*Required actions*.
1. In the article on physician recertification estimates, rewrite the paragraph beginning "We have determined that the estimate" more briefly, keeping its main facts.
2. From the article on physician recertification estimates, copy out the passage starting at "HHAs To See" and ending at "released July 2.".

*Source passage*.
»»
Home Health & Hospice Week

Certification:

HHAs To See Some Relief With Physician Recert Estimates

F2F reform is what’s really needed, expert urges.

After years of punishing claims denials based on a physician requirement to furnish an estimate of service length for a recert, Medicare is poised to pull back the requirement.

“We are proposing … to eliminate the requirement that the certifying physician must estimate how much longer skilled services will be needed as part of the recertification statement,” the Centers for Medicare & Medicaid Services says in the 2019 Home Health Prospective Payment System proposed rule released July 2.

This idea came from last year’s solicitation in the 2018 HH PPS rule for regulatory burden reduction, CMS indicates in the rule scheduled for publication in the July 12 Federal Register.

“We have determined that the estimate of how much longer skilled care will be required at each recertification is not currently used for quality, payment, or program integrity purposes,” CMS says. “The elimination of this recertification requirement would result in a reduction of burden for certifying physicians by reducing the amount of time physicians spend on the recertification process and would result in an overall cost savings of $14.2 million.”
««
*Information given*.
»»
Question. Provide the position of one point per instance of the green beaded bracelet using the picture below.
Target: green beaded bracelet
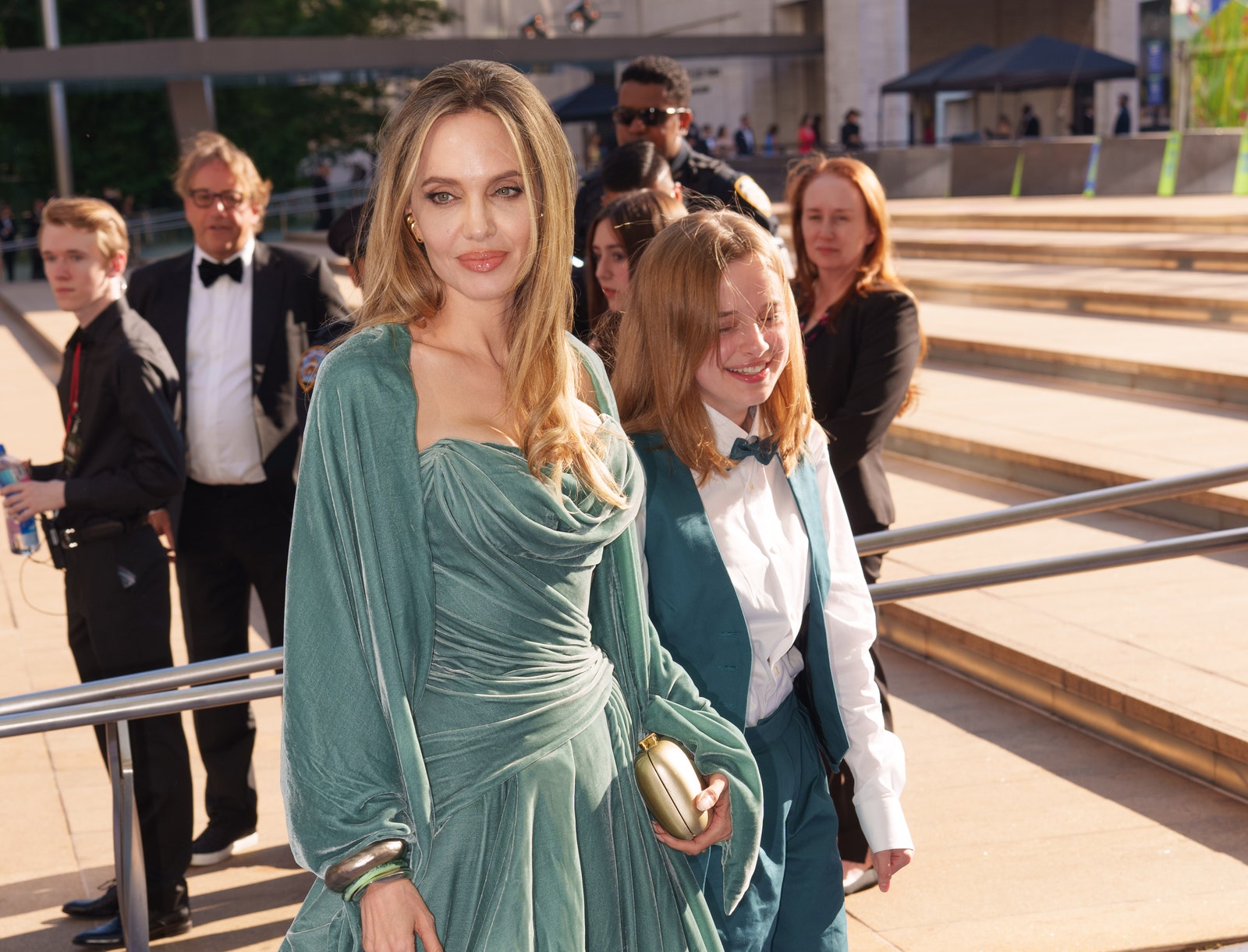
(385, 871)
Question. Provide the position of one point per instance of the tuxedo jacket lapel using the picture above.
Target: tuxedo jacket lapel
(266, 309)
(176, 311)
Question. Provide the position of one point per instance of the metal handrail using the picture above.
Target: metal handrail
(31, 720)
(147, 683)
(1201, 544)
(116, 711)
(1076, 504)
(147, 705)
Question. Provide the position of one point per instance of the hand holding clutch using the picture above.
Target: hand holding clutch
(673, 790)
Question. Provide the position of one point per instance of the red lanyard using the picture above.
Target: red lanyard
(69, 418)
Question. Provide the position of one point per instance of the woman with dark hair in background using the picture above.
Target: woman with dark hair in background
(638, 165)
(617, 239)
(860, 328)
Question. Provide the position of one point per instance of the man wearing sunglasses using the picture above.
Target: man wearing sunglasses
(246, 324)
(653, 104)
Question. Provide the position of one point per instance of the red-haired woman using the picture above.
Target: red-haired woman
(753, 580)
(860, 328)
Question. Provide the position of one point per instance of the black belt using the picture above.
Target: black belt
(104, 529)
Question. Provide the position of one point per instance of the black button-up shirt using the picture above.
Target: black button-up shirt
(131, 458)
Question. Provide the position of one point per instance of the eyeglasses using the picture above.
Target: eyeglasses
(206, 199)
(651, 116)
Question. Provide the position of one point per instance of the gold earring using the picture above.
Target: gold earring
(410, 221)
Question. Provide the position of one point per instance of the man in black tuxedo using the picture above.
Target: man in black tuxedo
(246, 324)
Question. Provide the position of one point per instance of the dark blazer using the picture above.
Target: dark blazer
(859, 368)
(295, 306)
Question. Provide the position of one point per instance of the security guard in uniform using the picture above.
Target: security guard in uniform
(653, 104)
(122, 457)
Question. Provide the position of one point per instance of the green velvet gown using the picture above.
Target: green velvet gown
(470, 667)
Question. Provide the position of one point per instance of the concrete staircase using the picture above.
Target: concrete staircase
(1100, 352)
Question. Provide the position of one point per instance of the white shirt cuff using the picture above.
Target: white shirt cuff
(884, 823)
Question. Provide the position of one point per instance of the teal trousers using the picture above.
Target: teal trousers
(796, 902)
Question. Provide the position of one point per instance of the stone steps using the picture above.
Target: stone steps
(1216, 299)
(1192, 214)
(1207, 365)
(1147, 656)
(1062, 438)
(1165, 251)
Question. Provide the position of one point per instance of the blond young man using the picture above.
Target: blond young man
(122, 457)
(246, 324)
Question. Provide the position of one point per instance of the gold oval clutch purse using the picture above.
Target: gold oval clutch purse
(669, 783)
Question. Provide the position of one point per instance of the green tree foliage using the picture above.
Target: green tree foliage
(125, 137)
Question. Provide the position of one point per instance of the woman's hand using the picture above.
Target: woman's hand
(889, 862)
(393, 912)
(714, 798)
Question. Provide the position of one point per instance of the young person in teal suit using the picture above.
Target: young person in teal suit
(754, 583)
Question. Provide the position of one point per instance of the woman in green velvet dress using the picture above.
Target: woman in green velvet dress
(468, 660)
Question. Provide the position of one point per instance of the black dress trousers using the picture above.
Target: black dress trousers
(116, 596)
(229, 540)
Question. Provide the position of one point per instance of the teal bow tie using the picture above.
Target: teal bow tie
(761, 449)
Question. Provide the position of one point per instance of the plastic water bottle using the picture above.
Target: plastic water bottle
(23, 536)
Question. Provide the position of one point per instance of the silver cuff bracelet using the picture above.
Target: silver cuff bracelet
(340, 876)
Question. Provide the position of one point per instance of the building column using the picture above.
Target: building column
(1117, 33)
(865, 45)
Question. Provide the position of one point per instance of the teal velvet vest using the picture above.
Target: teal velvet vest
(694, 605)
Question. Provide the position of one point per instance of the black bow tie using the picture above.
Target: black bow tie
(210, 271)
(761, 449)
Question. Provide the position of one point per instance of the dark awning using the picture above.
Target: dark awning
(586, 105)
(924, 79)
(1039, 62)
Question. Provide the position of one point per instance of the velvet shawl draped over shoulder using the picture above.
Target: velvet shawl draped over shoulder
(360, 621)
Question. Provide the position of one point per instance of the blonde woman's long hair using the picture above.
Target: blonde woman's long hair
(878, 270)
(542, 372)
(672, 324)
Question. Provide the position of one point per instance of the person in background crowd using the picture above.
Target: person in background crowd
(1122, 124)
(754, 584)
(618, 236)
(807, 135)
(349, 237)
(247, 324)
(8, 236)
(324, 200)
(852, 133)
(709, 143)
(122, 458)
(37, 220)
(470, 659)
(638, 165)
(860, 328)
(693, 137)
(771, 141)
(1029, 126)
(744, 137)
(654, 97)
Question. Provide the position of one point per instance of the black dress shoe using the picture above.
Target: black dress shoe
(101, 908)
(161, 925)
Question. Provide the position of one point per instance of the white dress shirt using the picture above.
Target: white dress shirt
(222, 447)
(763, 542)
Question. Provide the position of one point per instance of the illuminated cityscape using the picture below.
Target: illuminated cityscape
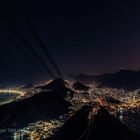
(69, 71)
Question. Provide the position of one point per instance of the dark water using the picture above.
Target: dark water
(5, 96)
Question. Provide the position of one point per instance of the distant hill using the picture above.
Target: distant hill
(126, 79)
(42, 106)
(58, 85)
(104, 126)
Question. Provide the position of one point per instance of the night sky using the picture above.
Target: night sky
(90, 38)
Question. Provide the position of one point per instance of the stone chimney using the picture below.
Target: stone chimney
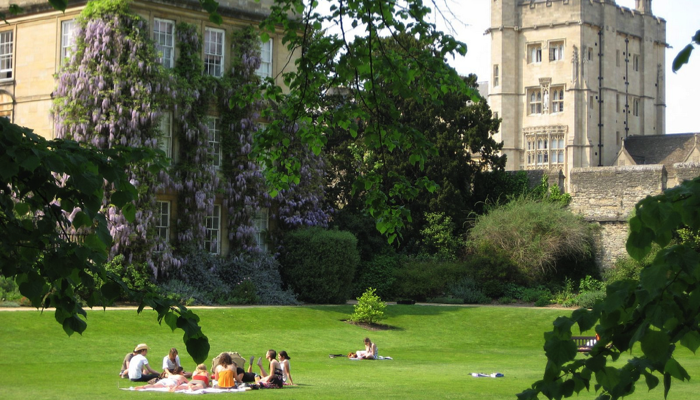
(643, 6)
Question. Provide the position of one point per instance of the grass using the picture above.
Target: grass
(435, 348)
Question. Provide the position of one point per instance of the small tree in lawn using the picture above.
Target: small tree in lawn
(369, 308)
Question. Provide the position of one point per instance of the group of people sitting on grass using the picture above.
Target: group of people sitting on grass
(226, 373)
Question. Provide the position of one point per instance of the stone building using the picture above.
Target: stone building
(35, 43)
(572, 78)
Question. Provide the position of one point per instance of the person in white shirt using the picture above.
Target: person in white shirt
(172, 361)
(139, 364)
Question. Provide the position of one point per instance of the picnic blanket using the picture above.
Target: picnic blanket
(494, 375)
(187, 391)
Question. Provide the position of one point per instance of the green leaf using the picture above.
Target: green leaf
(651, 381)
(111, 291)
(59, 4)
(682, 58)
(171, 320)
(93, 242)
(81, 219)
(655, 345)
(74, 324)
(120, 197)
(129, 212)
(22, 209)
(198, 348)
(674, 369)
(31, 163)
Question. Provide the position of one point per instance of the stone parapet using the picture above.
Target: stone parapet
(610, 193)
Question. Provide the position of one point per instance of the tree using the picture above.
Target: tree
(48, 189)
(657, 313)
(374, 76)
««
»»
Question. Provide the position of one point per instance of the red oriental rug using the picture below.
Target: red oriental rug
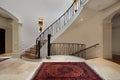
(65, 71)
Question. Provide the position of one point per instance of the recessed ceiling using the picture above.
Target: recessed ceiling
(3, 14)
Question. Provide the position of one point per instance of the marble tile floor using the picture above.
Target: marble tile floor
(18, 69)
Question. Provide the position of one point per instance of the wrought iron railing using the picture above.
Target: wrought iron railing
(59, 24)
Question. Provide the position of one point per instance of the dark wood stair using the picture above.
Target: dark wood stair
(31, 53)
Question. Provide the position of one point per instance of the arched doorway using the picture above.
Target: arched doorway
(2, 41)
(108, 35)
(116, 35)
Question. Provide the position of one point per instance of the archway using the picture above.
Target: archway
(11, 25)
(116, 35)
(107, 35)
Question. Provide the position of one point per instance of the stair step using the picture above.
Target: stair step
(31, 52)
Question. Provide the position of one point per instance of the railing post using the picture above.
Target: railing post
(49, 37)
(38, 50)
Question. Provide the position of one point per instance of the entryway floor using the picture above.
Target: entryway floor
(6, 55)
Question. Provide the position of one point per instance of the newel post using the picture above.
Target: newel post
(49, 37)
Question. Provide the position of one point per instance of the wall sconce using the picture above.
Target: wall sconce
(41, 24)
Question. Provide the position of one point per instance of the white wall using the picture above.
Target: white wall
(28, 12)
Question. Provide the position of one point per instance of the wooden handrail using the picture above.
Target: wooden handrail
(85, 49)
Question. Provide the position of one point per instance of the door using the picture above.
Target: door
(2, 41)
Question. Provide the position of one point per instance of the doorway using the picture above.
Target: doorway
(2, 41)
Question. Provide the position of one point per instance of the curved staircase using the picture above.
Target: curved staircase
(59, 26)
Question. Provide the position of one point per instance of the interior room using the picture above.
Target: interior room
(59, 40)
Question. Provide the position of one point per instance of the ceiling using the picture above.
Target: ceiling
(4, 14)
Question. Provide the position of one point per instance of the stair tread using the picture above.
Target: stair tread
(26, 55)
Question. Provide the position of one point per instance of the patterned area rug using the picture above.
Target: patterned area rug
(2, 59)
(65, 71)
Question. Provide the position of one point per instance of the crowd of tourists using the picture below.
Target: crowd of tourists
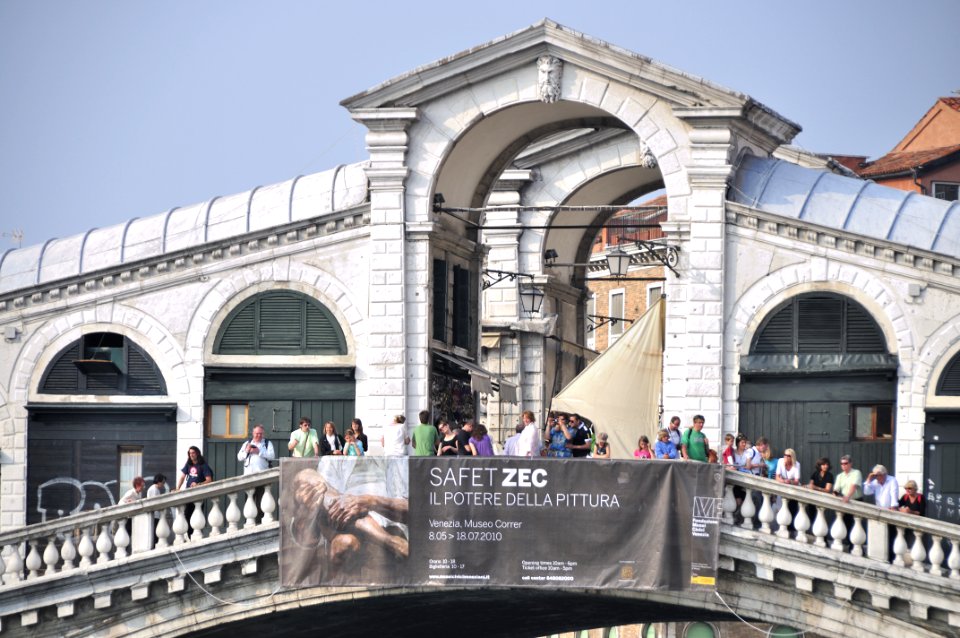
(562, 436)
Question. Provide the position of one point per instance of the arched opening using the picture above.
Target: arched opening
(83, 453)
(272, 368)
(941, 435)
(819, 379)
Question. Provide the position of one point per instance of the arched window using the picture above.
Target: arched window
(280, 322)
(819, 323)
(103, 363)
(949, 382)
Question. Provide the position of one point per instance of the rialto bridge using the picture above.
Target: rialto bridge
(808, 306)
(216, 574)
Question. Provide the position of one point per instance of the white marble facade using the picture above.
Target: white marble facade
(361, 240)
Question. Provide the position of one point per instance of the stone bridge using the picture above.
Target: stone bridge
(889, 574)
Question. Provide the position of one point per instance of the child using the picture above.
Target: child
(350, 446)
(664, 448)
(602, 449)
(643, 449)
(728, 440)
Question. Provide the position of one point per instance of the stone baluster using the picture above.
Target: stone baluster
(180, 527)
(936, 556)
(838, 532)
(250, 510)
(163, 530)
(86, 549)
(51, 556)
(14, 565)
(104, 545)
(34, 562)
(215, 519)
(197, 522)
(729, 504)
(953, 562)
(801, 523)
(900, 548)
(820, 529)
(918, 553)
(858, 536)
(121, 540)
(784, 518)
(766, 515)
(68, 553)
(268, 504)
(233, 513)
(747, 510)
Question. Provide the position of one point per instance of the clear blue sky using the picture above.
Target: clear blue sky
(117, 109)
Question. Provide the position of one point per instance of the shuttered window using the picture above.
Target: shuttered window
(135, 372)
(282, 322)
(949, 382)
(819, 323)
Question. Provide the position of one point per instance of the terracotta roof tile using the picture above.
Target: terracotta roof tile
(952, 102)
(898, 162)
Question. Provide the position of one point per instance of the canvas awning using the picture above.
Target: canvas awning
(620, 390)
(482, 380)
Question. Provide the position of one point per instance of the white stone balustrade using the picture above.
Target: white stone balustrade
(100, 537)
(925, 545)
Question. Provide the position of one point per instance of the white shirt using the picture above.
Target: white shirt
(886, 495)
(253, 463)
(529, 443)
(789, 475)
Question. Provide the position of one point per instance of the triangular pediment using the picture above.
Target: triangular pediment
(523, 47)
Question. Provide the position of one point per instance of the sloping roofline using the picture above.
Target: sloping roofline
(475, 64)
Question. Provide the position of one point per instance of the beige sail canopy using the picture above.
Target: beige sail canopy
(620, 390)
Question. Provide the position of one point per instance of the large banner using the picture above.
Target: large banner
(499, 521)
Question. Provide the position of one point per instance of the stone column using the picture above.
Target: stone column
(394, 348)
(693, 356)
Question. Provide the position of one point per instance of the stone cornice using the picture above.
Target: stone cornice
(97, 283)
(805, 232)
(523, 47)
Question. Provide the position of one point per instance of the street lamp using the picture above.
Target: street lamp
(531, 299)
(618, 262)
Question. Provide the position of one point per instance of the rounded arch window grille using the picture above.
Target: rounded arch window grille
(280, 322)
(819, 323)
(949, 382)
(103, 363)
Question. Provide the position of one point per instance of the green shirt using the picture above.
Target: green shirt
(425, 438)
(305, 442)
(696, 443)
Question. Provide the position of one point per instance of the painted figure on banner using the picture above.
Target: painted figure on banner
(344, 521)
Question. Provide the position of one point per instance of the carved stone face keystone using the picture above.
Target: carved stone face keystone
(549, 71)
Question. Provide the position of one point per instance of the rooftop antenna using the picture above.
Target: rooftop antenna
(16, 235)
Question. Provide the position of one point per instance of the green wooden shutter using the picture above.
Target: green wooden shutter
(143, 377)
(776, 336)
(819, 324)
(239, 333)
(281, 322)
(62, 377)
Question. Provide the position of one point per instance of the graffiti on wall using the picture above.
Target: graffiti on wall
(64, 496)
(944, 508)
««
*Response list*.
1. CMS has found that the estimate of how much longer skilled care will be needed at each recertification is not currently used for quality, payment, or program integrity purposes. CMS says dropping the requirement would reduce the time certifying physicians spend on recertification and would save $14.2 million overall.

2.
HHAs To See Some Relief With Physician Recert Estimates

F2F reform is what’s really needed, expert urges.

After years of punishing claims denials based on a physician requirement to furnish an estimate of service length for a recert, Medicare is poised to pull back the requirement.

“We are proposing … to eliminate the requirement that the certifying physician must estimate how much longer skilled services will be needed as part of the recertification statement,” the Centers for Medicare & Medicaid Services says in the 2019 Home Health Prospective Payment System proposed rule released July 2.